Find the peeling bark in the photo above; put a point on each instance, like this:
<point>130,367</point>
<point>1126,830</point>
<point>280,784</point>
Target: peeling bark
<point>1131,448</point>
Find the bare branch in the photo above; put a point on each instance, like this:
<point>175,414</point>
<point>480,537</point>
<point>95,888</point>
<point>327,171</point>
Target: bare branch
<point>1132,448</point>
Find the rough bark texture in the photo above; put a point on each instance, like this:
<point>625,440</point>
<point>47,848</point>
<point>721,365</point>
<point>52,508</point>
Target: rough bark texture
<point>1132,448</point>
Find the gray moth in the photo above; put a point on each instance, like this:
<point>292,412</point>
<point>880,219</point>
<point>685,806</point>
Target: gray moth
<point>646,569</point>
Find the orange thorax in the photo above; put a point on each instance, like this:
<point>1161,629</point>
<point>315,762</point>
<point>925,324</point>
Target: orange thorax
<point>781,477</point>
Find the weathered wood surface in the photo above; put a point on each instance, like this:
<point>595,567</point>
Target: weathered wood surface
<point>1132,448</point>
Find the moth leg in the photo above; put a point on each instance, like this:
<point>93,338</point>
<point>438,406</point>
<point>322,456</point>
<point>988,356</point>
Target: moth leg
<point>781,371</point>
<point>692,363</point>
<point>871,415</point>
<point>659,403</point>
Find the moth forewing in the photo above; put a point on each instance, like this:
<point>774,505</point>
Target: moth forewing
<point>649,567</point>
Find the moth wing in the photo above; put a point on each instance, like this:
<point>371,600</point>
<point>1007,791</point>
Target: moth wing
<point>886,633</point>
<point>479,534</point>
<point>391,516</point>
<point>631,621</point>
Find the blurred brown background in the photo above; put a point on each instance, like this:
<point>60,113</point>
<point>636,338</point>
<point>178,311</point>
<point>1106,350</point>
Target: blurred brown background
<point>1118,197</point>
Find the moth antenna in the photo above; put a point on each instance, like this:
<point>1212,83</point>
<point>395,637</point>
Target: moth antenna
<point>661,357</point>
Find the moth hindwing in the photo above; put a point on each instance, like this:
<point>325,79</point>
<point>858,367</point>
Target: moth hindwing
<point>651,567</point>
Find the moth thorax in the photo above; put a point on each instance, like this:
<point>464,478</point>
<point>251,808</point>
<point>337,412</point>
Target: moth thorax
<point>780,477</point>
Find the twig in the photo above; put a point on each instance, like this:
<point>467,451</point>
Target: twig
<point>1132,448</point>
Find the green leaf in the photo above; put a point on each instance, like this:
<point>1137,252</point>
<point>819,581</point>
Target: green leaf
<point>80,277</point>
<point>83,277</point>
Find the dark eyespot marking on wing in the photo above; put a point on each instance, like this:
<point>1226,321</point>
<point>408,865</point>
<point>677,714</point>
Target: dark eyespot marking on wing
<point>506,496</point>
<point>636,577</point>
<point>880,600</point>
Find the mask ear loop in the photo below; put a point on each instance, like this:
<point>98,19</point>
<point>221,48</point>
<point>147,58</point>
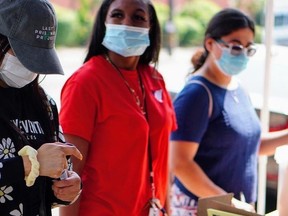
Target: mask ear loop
<point>4,46</point>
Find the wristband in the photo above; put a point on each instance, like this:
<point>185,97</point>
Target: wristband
<point>35,166</point>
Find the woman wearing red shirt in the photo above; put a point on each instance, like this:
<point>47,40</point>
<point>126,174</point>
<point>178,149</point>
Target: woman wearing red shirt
<point>116,110</point>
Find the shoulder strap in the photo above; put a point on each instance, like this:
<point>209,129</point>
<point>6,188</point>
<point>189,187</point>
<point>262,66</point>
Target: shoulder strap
<point>208,92</point>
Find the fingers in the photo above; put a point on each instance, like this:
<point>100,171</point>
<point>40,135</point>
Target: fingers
<point>70,149</point>
<point>69,189</point>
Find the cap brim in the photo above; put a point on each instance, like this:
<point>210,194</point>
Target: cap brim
<point>37,60</point>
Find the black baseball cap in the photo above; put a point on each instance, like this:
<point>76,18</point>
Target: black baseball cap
<point>31,26</point>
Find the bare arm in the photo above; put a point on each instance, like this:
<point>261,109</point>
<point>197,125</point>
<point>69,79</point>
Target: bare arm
<point>82,145</point>
<point>270,141</point>
<point>188,171</point>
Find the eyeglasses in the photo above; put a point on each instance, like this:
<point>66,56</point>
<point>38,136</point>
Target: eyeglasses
<point>238,49</point>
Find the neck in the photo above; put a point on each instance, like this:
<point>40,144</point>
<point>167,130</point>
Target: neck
<point>127,63</point>
<point>214,75</point>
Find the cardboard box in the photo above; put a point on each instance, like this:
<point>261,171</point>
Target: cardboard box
<point>222,207</point>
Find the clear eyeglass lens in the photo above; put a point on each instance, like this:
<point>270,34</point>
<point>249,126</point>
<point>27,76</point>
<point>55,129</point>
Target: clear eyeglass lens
<point>239,49</point>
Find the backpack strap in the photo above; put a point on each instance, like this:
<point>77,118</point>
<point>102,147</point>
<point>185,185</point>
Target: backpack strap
<point>208,92</point>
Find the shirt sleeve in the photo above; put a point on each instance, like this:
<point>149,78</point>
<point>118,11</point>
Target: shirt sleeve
<point>78,110</point>
<point>8,173</point>
<point>191,107</point>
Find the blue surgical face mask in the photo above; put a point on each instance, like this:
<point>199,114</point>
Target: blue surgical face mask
<point>126,40</point>
<point>232,64</point>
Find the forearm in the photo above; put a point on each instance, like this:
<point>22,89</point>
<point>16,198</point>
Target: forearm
<point>196,181</point>
<point>71,210</point>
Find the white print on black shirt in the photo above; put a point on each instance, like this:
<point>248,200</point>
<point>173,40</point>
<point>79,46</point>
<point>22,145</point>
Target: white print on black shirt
<point>30,128</point>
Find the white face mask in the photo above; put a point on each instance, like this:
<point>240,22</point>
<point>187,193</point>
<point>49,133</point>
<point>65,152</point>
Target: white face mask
<point>14,74</point>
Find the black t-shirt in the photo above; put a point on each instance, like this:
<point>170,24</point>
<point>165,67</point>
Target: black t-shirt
<point>20,113</point>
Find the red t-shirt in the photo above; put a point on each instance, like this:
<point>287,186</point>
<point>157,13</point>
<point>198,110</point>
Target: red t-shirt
<point>97,105</point>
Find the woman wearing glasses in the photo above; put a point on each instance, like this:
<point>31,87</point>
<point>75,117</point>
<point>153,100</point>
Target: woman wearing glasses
<point>214,150</point>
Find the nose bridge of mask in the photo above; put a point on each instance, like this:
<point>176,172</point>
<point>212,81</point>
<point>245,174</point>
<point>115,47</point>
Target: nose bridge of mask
<point>130,33</point>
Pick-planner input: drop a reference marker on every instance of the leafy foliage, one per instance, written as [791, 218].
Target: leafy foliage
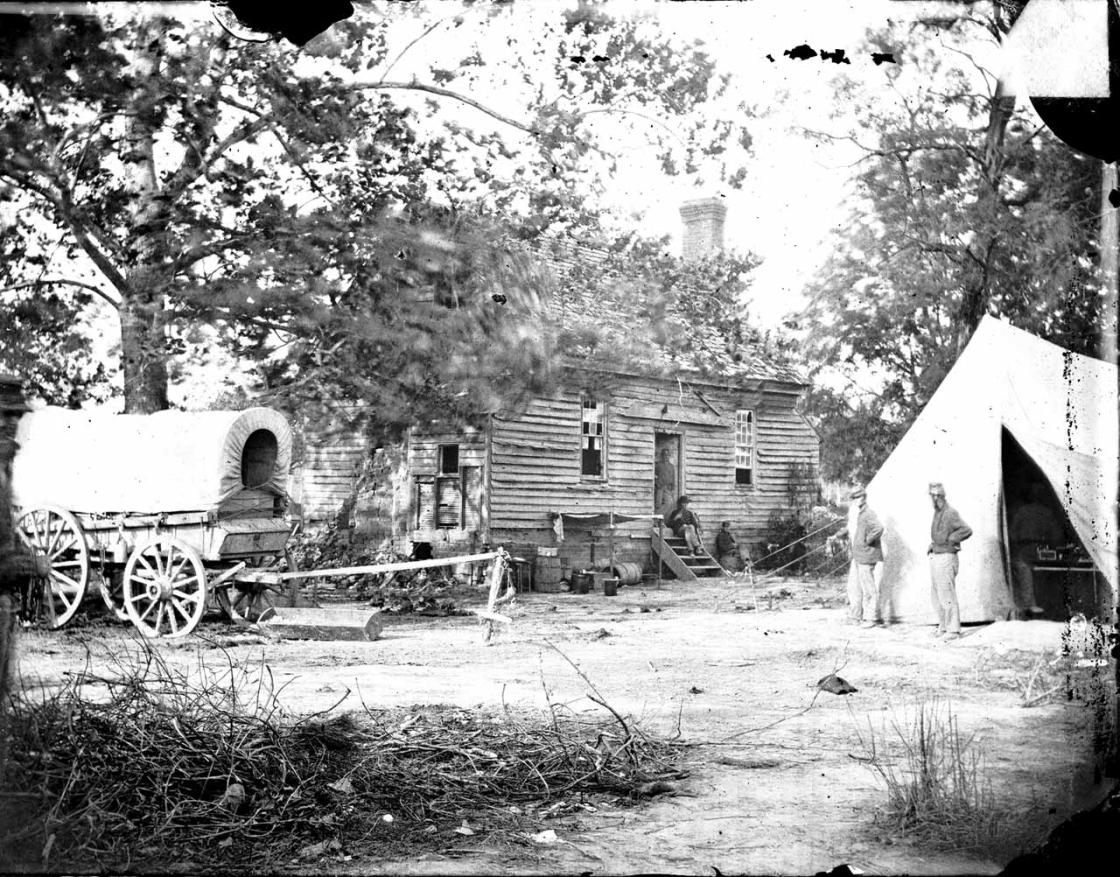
[329, 215]
[634, 307]
[966, 206]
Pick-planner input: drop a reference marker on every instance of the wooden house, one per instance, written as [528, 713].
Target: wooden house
[577, 469]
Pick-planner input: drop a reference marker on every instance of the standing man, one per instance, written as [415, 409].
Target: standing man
[867, 551]
[664, 484]
[686, 524]
[946, 532]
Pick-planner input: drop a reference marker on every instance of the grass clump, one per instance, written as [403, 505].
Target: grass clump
[159, 767]
[935, 778]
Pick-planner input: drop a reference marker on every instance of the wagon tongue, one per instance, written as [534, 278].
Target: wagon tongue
[314, 623]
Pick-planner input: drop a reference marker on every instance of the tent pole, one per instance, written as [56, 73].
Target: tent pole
[661, 560]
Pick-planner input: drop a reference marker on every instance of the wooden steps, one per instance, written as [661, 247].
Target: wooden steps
[673, 552]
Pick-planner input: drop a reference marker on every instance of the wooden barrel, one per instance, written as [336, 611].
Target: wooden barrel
[547, 574]
[627, 574]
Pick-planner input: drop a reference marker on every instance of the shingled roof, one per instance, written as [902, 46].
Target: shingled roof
[638, 322]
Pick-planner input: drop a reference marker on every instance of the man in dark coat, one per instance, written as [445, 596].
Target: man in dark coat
[867, 551]
[946, 532]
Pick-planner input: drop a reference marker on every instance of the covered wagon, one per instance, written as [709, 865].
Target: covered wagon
[164, 510]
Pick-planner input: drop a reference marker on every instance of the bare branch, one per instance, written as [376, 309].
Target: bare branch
[417, 86]
[53, 281]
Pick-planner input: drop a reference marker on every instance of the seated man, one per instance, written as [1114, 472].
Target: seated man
[686, 524]
[727, 549]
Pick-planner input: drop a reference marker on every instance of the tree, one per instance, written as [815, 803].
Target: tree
[964, 207]
[185, 177]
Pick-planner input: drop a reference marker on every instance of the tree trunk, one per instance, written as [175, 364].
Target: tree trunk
[1110, 262]
[143, 342]
[143, 353]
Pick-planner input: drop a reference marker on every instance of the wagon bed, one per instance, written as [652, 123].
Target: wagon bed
[166, 509]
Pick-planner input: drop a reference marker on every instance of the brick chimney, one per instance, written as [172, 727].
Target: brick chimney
[703, 227]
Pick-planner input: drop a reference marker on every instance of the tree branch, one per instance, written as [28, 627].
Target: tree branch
[50, 281]
[417, 86]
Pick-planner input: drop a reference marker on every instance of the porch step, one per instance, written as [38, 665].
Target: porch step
[674, 553]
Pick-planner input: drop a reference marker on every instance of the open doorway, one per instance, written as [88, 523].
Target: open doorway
[1052, 576]
[668, 468]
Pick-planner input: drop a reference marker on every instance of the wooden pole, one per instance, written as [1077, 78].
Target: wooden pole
[1110, 261]
[367, 570]
[1110, 280]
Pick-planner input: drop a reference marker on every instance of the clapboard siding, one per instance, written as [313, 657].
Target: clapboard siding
[532, 462]
[334, 454]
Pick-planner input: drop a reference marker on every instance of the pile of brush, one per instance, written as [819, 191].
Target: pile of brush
[155, 766]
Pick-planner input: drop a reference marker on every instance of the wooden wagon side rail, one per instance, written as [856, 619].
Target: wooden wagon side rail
[369, 569]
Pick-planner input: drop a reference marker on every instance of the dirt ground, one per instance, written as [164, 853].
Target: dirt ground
[776, 782]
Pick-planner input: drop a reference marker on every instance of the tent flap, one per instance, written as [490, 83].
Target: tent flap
[1058, 406]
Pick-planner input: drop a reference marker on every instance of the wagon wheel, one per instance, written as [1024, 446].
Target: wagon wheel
[56, 534]
[248, 600]
[165, 587]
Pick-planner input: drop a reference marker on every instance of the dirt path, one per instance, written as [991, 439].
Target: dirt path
[776, 787]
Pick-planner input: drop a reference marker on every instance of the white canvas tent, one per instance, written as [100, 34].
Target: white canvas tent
[1058, 406]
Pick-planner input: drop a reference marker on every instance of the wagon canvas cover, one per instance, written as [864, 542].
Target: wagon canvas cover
[167, 462]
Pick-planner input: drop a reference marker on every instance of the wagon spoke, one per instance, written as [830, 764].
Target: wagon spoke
[146, 613]
[54, 532]
[62, 577]
[33, 538]
[178, 567]
[170, 617]
[62, 548]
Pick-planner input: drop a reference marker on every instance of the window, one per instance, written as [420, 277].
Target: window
[744, 447]
[591, 438]
[448, 459]
[453, 497]
[426, 503]
[448, 502]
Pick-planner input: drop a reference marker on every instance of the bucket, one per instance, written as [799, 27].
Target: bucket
[627, 574]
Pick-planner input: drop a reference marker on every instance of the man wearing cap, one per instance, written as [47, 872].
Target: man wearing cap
[866, 551]
[946, 532]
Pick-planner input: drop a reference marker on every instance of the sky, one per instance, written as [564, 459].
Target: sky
[798, 189]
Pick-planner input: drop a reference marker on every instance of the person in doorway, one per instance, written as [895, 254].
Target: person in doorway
[664, 483]
[1033, 526]
[727, 549]
[946, 532]
[686, 524]
[866, 552]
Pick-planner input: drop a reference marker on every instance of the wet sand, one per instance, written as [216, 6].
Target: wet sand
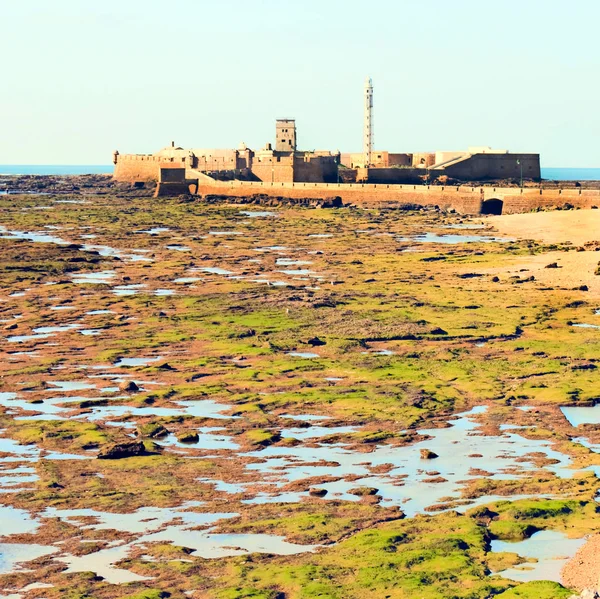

= = = = =

PROBLEM: Please pull out every line of the data above that contains the string "standing", and keep the case exactly as it appears in that string.

WRITTEN RESPONSE:
Pick-planner input: drop a reference marker on every instance of the standing man, one per instance, written as [415, 409].
Target: standing man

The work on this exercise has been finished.